Dataset records:
========================================================================

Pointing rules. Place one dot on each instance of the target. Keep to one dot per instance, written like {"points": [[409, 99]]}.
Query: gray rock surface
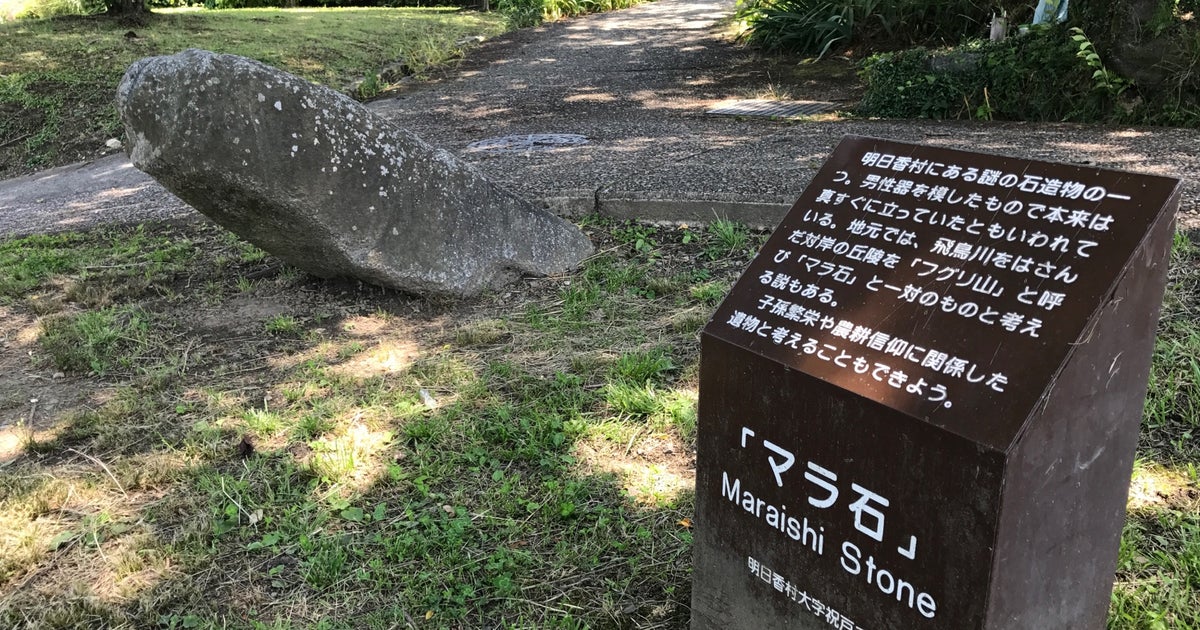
{"points": [[327, 185]]}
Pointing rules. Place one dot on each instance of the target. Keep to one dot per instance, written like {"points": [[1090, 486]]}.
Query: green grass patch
{"points": [[58, 77]]}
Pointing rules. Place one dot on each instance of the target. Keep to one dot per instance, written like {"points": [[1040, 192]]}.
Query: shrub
{"points": [[1032, 77], [1049, 75]]}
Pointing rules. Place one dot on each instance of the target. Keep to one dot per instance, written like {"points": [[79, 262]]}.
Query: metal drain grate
{"points": [[526, 143], [769, 108]]}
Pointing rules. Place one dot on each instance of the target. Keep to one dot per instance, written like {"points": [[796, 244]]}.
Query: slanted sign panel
{"points": [[867, 379]]}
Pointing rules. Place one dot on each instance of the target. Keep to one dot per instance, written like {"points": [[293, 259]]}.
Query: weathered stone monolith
{"points": [[321, 181]]}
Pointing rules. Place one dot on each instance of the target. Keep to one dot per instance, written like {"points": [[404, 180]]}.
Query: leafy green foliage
{"points": [[825, 27], [1032, 77], [1050, 73]]}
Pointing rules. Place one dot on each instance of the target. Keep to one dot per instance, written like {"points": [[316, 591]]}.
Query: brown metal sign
{"points": [[874, 383]]}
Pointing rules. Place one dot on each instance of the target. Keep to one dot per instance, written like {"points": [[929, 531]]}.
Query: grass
{"points": [[309, 454], [58, 77]]}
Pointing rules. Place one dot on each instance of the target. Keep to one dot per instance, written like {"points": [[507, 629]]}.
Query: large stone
{"points": [[318, 180]]}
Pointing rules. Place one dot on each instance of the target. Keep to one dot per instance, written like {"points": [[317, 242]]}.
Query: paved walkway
{"points": [[636, 84]]}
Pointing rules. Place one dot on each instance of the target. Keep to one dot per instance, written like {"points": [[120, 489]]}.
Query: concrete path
{"points": [[636, 84]]}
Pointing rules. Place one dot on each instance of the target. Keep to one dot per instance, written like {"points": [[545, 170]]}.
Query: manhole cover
{"points": [[771, 108], [526, 143]]}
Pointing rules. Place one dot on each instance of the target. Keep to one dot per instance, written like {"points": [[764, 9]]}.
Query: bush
{"points": [[1048, 75], [823, 27]]}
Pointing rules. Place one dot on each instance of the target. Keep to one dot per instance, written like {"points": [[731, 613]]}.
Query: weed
{"points": [[283, 325], [95, 341]]}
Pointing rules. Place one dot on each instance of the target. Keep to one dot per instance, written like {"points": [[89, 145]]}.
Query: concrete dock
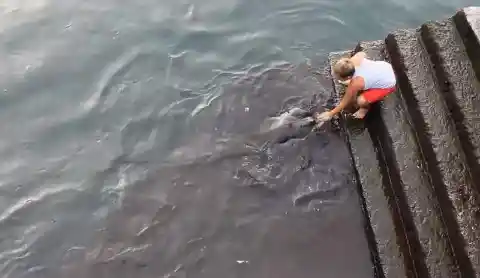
{"points": [[417, 154]]}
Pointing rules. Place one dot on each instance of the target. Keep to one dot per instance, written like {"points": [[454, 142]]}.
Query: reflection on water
{"points": [[134, 142]]}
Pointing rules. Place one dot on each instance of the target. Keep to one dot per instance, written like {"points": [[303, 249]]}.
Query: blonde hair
{"points": [[344, 68]]}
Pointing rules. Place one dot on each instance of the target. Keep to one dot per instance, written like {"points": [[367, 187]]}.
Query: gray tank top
{"points": [[376, 74]]}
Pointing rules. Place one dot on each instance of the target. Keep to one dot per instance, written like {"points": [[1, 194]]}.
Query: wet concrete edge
{"points": [[414, 103], [467, 22], [457, 79], [389, 253]]}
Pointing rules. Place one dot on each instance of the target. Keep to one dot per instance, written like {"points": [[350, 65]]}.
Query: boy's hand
{"points": [[323, 117]]}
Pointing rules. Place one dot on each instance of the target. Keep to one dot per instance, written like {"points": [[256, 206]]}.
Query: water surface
{"points": [[131, 137]]}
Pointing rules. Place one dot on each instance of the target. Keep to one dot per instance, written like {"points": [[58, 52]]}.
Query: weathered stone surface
{"points": [[434, 134], [384, 226], [461, 91], [467, 21]]}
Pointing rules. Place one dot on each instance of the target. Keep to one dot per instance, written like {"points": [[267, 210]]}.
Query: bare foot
{"points": [[361, 113]]}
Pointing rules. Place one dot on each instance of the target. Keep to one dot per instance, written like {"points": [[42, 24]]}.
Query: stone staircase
{"points": [[417, 154]]}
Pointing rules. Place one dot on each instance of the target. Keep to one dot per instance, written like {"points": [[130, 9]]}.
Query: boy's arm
{"points": [[359, 56], [353, 88]]}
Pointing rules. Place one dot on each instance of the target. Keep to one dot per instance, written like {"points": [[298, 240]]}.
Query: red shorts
{"points": [[374, 95]]}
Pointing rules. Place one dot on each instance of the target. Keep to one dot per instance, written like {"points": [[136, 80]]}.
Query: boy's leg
{"points": [[367, 98], [363, 105]]}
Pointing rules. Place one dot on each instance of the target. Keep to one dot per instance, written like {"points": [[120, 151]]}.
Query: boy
{"points": [[375, 78]]}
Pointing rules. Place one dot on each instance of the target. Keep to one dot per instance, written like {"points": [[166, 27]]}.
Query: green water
{"points": [[95, 96]]}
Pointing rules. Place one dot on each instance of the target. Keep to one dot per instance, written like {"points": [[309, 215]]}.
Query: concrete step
{"points": [[461, 91], [467, 21], [385, 231], [439, 145], [395, 134]]}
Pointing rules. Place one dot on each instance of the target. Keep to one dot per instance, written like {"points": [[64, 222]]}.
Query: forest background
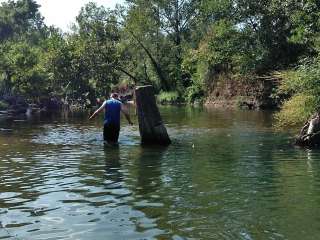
{"points": [[181, 47]]}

========================================================================

Transcribe all the records above word for word, without their images.

Pointing rules. Place one dot on each instance of the target. Keep to one dot per instance, written like {"points": [[409, 99]]}.
Query: gray rock surface
{"points": [[327, 185]]}
Pointing rules. Place one dot on each instance of the target. Keep to one dot per instance, written like {"points": [[1090, 486]]}.
Query: green grass patch
{"points": [[58, 77]]}
Pointing rules. Place one dot on each instance of the target. Keep to one dot per instance, written like {"points": [[1040, 192]]}.
Query: shrub
{"points": [[1032, 77], [1049, 75]]}
Pointing rules. Place one dot on each instance of the target. Keep to one dot per instance, written like {"points": [[79, 262]]}.
Query: metal drain grate
{"points": [[526, 143], [769, 108]]}
Pointing rules. Place one dot on each instance of the target. Keep to one dot per instance, written like {"points": [[796, 244]]}.
Query: slanted sign panel
{"points": [[867, 379]]}
Pointing rules. Place one dot on each instance of the target. Keep to one dot per instance, written like {"points": [[293, 259]]}.
Query: weathered stone monolith
{"points": [[321, 181]]}
Pointing rules. Place one dot on each instance of the target. Keep to one dot per instance, written like {"points": [[404, 180]]}.
Query: leafy green foliage
{"points": [[825, 27], [1032, 77], [1050, 73]]}
Pointing rules. Place one dot on each instance of the target. Keep to one dot per instance, written like {"points": [[316, 591]]}.
Query: brown metal sign
{"points": [[874, 383]]}
Pointing rules. Place one dot on each instance of the target. Keep to one dot per instance, written like {"points": [[929, 531]]}.
Query: grass
{"points": [[309, 454], [58, 77]]}
Pointing rules. Place one dot on each instance of the target. Keep to one dot per instance, written like {"points": [[507, 629]]}.
Query: large stone
{"points": [[318, 180]]}
Pointing rules. Place one dot on each instance of the target. Keep to one dot per instance, written like {"points": [[317, 242]]}.
Query: paved walkway
{"points": [[636, 84]]}
Pointing rules. Place one dot on each instance of the target. Keep to one dot per instance, written like {"points": [[120, 489]]}.
Query: concrete path
{"points": [[636, 84]]}
Pointing rules. Place one dot on each instance of the target. Keep to one dot per instance, written like {"points": [[545, 170]]}.
Query: manhole cover
{"points": [[771, 108], [526, 143]]}
Pointing rules. Place one dot on each instance of the target. Keep to one dot per instance, written like {"points": [[764, 9]]}.
Query: bush
{"points": [[1048, 75], [823, 27]]}
Pointing rules. Place one dot on each instance of the target. Keep to one dot per instance, written like {"points": [[731, 613]]}.
Query: weed
{"points": [[283, 325], [95, 341]]}
Pointing rules. Place one dot on each instance of the target. Keep to one dot per instance, written like {"points": [[89, 145]]}.
Query: concrete dock
{"points": [[417, 154]]}
Pointing rules. Place one dot on each instance of the target. Keep to one dot per instance, written like {"points": [[454, 142]]}.
Query: reflection on water
{"points": [[134, 142]]}
Pointing rules. Place one dot on each instance of the target. Keep to one dot per instance, written like {"points": [[303, 249]]}.
Query: blonde hair
{"points": [[344, 68]]}
Pointing rules. Place one dot on each instance of the target. Keep to one dot per instance, written like {"points": [[367, 187]]}.
Query: gray tank top
{"points": [[376, 74]]}
Pointing rules. Place one dot on each instance of the target. Keep to one dot per instance, written like {"points": [[1, 194]]}.
Query: wet concrete edge
{"points": [[414, 103], [467, 22], [457, 79], [389, 253]]}
Pointing rules. Place one dot on each instance of the target. Keep to one dot per instance, written like {"points": [[350, 65]]}.
Query: boy's hand
{"points": [[323, 117]]}
Pointing rules. Place one dot on each instance of the target. Keep to one dot per instance, written like {"points": [[256, 206]]}.
Query: water surface
{"points": [[131, 137]]}
Pointing rules. Place one dot on each instance of the target. Keep to one dot per instance, written like {"points": [[58, 52]]}.
Query: weathered stone surface
{"points": [[434, 134], [384, 226], [461, 91], [467, 21]]}
Pointing rules. Place one dot on each instance of the target. Keep to one dot per instance, written like {"points": [[267, 210]]}.
Query: bare foot
{"points": [[361, 113]]}
Pointing rules. Place one dot on each instance of the target. Keep to one dot per instance, written like {"points": [[42, 24]]}.
Query: stone staircase
{"points": [[417, 154]]}
Pointing rules. Place one dot on each instance of the target. Keep to one dot per instance, written like {"points": [[130, 9]]}.
Query: boy's arm
{"points": [[359, 56], [353, 88]]}
Pointing rules. Place one dot on each instance of the target. Keep to one dot per instance, written like {"points": [[298, 240]]}.
Query: red shorts
{"points": [[374, 95]]}
Pointing rules. Place one dot on each instance of the target. Keep to one dot per instance, written like {"points": [[136, 80]]}.
Query: boy's leg
{"points": [[367, 98], [363, 105]]}
Pointing rules. Place one dot on each instance of the target. Keep to one dot per instance, written like {"points": [[120, 151]]}.
Query: boy
{"points": [[375, 78]]}
Pointing rules. Place one dot on each instance of the target. Keep to one dot per instance, written like {"points": [[166, 27]]}.
Query: green water
{"points": [[95, 96]]}
Pointing rules. Place one dot on each instance of the target. Keep to one dot per instance, written like {"points": [[309, 215]]}.
Query: concrete step
{"points": [[461, 91], [467, 21], [385, 231], [439, 145], [395, 134]]}
Pointing rules. Place one dot on each instance of the target. Keep to one dot per instance, written like {"points": [[64, 222]]}.
Query: forest background
{"points": [[181, 47]]}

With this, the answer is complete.